### [Task brief]
In the passage below on preparing a child for a doctor visit, write out the portion from "It’s not very" up to and including "seeing the doctor." word for word.

### [Reading passage]
——————————
This is the most effective tool to prepare your child to go to the doctor and reduce fear, more so when you are heading for a painful vaccination or blood test. Children love imitating others and you can use this trait to make doctor visit a game. Introduce a mock play with your family.
There are many children’s books specifically about visiting the doctor. Find an age-appropriate book to read together. My recommendations: – Going to the Doctor by Fred Rogers – The Berenstain Bears Go to the Doctor by Stan and Jan Berenstain
There’s something uncomfortable about compact and restricted spaces, especially for kids between 2 to 6 years of age. Once you have registered your name at the clinic and there’s a long waiting, step out and let your child loosen up a bit. This would help the child cope up with fears and anxiety. You can use this time to soothe your child and share what you plan to do or where you plan to take your child post the doctor’s visit.
Let the child express without feeling humiliated. It’s important for them to express their fears and pain. However don’t try to shun the fears by saying “Don’t worry, nothing will happen, there’s nothing to cry, you are a brave baby!”. As per my experience, too often telling our kids these things actually makes them feel worse because they think we aren’t listening to them or we don’t understand how they feel. Being allowed to cry freely will help your child relax. It will also help to prevent later nightmares and phobias that sometimes occur following trauma.
It’s not very uncommon to see parents being busy on their mobile phones while waiting at the clinic being totally ignorant of the fears the child is fighting with. Part of children’s fear of doctors is a fear of being abandoned. It is therefore very important that you stay with your child at all times. Get close to your child and talk. If you are handling another baby, and if it’s possible, take help along. This way you can give undivided attention to the child who would be seeing the doctor.
——————————
### [Information shown]
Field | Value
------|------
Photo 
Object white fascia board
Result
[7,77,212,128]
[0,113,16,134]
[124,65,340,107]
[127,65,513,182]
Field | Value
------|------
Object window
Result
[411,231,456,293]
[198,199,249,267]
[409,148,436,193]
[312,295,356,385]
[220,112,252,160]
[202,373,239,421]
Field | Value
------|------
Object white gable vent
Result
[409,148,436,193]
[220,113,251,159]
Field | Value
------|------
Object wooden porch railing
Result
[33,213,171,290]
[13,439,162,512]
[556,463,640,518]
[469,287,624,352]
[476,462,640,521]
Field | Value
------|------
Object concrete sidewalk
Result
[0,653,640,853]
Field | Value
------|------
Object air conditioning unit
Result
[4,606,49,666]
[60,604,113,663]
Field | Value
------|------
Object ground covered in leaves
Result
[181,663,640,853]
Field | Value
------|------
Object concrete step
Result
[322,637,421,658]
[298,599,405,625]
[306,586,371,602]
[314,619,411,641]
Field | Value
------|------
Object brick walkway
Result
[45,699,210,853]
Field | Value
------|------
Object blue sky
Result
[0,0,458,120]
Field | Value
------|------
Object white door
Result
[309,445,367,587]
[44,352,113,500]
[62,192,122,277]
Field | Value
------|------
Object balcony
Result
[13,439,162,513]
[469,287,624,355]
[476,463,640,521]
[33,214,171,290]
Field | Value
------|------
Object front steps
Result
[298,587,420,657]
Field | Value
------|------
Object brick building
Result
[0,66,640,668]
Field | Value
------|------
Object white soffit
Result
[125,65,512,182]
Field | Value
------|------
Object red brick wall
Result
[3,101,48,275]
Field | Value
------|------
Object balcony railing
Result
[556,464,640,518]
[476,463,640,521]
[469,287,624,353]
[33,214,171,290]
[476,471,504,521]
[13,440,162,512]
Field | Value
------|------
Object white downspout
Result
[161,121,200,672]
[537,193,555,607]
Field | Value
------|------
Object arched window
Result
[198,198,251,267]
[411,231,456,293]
——————————
### [Your solution]
It’s not very uncommon to see parents being busy on their mobile phones while waiting at the clinic being totally ignorant of the fears the child is fighting with. Part of children’s fear of doctors is a fear of being abandoned. It is therefore very important that you stay with your child at all times. Get close to your child and talk. If you are handling another baby, and if it’s possible, take help along. This way you can give undivided attention to the child who would be seeing the doctor.